[Start Selected excerpt]
Friendly, Chief Judge, Medina and Anderson, Circuit Judges.
Domingo S. Canieso, a Philippine diplomat assigned to that country's embassy in Laos, and Siu Tsien Chou, a Chinese national, appeal from their well-merited conviction of conspiring to import approximately thiry-four pounds of almost pure heroin from Southeast Asia into the United States and related offenses. Both appellants challenge the judge's ruling, at a pretrial suppression hearing, which sustained the validity of their arrests and the consequent seizure of the heroin; Chou raises some additional points.
[End Selected excerpt]
[Start Data shown]
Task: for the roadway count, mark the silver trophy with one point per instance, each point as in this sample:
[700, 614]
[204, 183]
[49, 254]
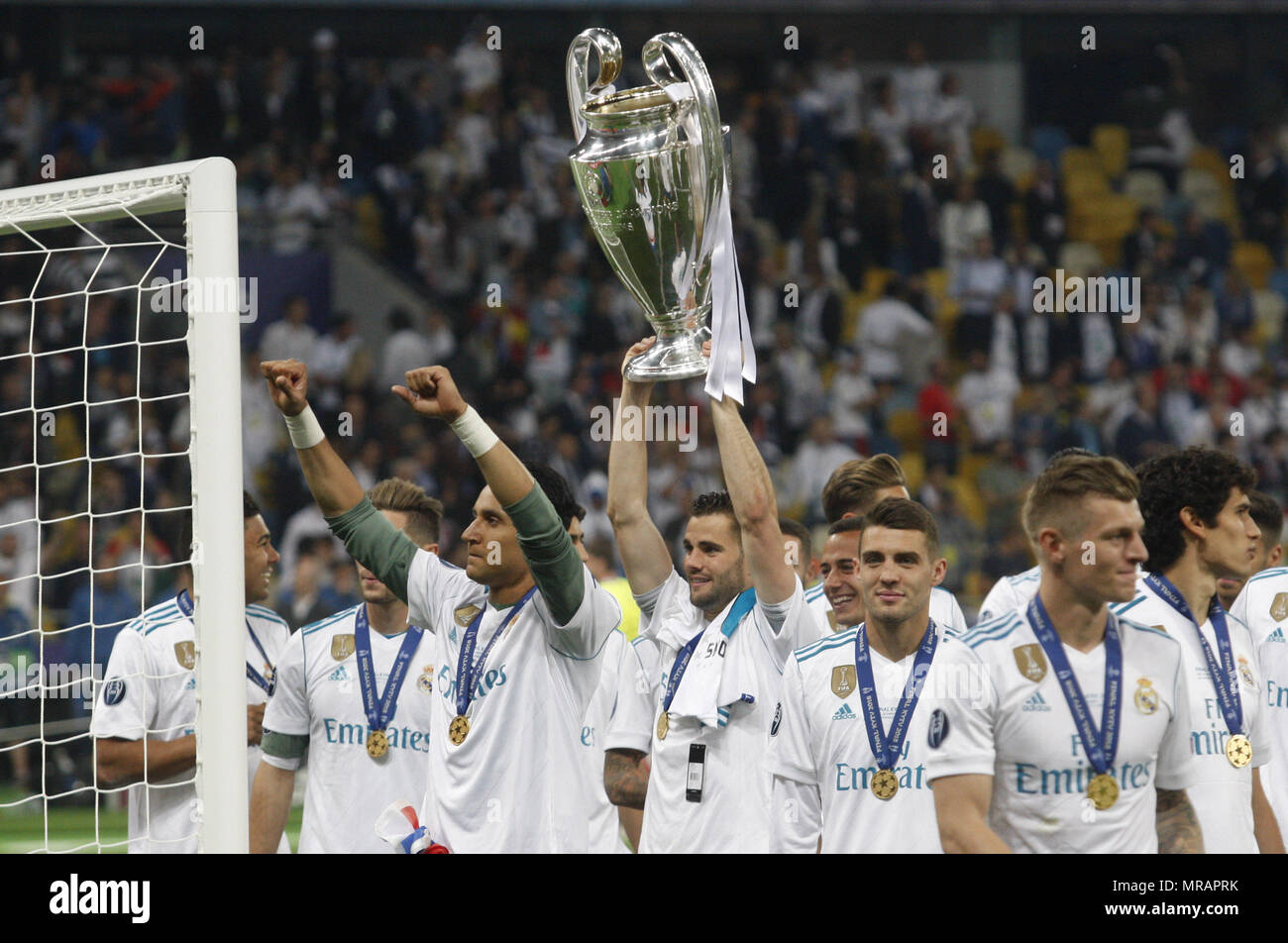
[End Data shown]
■ **What to do**:
[1] Summarize the heroin appeal opinion in two sentences.
[2] Reproduce the heroin appeal opinion word for word from "Domingo S. Canieso, a" to "some additional points.".
[3] Write the next portion of the heroin appeal opinion, beginning after its final sentence.
The data above come from a source separate from the heroin appeal opinion.

■ **Answers to the exercise**:
[1] Domingo S. Canieso, a Philippine diplomat assigned to his country's embassy in Laos, and Siu Tsien Chou, a Chinese national, appeal their conviction for conspiring to import almost pure heroin from Southeast Asia into the United States and for related offenses. Both challenge the pretrial suppression ruling that upheld their arrests and the resulting seizure of the heroin, and Chou raises additional points.

[2]
Domingo S. Canieso, a Philippine diplomat assigned to that country's embassy in Laos, and Siu Tsien Chou, a Chinese national, appeal from their well-merited conviction of conspiring to import approximately thiry-four pounds of almost pure heroin from Southeast Asia into the United States and related offenses. Both appellants challenge the judge's ruling, at a pretrial suppression hearing, which sustained the validity of their arrests and the consequent seizure of the heroin; Chou raises some additional points.

[3]
At the suppression hearing the Government did not offer the testimony of Jack L. Green, a special agent of the Bureau of Narcotics and Dangerous Drugs (BNDD) stationed at Bangkok, Thailand, who was its first witness at the trial and on whose evidence it now relies to establish probable cause. Appellants correctly have not challenged this reliance. It is settled law that the validity of an arrest or search can be supported by evidence which was adduced at trial even though this was not presented at the pretrial suppression hearing. Carroll v. United States, 267 U.S. 132, 162, 45 S. Ct. 280, 69 L. Ed. 543 (1925); Rent v. United States, 209 F.2d 893, 896 (5 Cir. 1954); United States v. McKinney, 379 F.2d 259, 264 (6 Cir. 1967); Rocha v. United States, 387 F.2d 1019, 1021 (9 Cir. 1967), cert. denied, 390 U.S. 1004, 88 S. Ct. 1247, 20 L. Ed. 2d 104 (1968); United States v. Pearson, 448 F.2d 1207, 1210 (5 Cir. 1971).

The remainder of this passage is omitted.